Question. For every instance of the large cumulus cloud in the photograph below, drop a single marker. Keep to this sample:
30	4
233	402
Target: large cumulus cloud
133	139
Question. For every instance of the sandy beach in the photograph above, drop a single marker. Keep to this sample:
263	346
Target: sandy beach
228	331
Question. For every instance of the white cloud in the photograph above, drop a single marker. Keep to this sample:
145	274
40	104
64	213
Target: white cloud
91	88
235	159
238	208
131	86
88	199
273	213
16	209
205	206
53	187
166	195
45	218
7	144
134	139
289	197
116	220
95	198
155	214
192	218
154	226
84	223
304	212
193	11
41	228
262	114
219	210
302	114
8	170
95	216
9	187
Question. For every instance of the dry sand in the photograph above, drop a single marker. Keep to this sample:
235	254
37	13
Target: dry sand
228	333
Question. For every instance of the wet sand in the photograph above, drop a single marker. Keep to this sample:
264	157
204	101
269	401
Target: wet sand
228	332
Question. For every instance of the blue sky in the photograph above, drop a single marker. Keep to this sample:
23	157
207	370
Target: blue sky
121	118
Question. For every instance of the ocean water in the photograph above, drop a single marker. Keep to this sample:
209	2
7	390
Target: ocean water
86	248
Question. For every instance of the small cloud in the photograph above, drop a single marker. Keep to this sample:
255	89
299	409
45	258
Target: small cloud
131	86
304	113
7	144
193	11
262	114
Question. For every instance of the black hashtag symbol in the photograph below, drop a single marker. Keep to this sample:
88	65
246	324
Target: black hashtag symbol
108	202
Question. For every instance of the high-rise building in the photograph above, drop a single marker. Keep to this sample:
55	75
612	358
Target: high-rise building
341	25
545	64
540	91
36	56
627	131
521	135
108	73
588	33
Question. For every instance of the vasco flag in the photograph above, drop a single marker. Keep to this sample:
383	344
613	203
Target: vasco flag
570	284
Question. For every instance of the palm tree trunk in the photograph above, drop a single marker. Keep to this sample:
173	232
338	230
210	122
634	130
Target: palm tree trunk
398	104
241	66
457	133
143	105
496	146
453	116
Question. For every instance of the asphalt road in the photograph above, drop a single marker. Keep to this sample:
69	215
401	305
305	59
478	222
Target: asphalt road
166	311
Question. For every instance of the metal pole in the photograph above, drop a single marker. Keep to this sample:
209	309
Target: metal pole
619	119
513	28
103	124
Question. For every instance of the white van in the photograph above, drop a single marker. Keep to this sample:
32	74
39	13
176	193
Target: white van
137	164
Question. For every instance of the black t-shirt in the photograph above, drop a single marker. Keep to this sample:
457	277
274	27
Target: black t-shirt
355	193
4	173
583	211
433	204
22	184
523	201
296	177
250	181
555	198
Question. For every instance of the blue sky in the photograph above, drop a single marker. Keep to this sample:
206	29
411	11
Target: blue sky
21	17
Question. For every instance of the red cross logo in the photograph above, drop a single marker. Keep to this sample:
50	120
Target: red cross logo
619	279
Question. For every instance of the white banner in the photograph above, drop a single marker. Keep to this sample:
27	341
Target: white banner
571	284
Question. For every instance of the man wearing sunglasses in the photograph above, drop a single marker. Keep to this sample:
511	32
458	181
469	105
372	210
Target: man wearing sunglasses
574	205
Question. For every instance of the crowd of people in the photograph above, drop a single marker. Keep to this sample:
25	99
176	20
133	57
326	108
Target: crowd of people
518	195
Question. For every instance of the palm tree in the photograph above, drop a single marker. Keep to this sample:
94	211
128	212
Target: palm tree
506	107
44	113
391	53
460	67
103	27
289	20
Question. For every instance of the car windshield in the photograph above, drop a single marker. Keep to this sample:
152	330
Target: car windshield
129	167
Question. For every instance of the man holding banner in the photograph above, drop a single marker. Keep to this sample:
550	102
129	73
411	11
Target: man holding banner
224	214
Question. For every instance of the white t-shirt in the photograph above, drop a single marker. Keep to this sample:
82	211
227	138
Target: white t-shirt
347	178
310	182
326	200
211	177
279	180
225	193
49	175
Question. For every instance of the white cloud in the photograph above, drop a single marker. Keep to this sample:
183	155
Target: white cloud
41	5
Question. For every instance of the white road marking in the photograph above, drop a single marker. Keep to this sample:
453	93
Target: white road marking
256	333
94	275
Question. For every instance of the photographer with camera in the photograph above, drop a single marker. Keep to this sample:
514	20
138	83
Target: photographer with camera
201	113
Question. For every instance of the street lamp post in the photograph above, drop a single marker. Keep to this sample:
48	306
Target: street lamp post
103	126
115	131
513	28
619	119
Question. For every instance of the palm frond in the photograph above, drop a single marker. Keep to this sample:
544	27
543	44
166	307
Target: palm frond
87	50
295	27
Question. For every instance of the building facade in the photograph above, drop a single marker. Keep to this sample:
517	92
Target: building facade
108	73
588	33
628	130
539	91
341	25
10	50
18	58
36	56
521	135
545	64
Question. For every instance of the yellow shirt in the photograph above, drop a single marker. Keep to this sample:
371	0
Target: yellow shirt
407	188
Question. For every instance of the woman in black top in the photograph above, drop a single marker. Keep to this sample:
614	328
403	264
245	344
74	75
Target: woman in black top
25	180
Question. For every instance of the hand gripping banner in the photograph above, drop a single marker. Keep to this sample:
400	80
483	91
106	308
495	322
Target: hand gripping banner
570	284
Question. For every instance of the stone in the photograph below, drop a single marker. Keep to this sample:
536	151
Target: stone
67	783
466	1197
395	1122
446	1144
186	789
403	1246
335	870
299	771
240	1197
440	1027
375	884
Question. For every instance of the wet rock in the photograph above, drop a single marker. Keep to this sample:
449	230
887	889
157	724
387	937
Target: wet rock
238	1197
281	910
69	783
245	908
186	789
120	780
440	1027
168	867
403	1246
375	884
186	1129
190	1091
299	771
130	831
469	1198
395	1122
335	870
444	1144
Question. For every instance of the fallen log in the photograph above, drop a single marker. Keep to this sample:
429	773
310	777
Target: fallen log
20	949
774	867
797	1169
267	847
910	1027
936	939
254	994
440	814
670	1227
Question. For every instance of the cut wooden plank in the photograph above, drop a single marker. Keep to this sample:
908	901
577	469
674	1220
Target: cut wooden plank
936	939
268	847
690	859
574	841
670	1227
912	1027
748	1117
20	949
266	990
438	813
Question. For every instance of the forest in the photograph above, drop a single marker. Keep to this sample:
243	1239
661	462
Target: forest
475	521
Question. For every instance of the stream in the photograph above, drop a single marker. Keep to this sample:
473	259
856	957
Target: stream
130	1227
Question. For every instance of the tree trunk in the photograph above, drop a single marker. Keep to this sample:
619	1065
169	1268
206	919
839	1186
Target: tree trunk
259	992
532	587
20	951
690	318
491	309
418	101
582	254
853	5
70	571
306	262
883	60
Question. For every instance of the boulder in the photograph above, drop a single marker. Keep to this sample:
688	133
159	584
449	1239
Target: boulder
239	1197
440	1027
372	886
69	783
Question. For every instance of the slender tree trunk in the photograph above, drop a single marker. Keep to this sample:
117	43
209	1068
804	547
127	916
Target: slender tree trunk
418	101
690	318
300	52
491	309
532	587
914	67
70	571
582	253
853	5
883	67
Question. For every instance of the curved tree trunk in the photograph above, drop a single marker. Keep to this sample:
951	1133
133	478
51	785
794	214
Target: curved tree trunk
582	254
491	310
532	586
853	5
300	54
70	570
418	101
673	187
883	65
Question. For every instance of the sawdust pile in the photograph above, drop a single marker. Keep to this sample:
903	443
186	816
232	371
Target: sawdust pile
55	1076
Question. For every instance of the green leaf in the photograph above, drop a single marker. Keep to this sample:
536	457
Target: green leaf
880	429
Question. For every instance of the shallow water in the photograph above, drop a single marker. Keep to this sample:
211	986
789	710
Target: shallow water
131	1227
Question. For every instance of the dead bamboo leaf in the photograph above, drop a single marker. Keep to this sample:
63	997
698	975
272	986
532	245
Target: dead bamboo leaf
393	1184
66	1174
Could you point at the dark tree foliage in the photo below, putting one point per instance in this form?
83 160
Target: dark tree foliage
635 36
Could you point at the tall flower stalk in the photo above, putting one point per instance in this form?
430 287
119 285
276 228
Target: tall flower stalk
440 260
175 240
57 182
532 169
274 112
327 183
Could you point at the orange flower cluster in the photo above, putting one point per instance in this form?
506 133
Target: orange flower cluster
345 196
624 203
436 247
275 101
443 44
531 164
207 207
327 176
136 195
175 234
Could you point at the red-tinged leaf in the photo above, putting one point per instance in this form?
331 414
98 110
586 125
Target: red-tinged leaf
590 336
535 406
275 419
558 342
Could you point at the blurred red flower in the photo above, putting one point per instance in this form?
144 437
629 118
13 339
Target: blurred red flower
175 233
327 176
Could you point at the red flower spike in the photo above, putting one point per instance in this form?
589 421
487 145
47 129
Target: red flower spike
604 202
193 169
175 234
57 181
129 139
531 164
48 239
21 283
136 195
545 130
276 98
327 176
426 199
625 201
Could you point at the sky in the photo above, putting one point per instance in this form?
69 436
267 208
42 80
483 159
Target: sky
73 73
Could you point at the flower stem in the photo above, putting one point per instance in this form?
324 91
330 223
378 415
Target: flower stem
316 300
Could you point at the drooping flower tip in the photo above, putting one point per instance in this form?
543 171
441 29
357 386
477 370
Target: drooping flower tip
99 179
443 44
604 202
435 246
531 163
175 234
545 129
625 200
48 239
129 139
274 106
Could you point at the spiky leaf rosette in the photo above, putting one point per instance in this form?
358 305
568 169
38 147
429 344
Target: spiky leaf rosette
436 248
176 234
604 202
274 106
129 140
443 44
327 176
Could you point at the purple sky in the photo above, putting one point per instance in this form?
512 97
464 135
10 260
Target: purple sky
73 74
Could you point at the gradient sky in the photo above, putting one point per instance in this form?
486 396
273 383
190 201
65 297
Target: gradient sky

★ ★ ★ ★

What the task requires >>
A copy of each line above that holds the word "gradient" is the expected answer.

Answer to the problem >>
Could you point at the gradient sky in the photo above, putting one point per instance in this form?
Target: gradient sky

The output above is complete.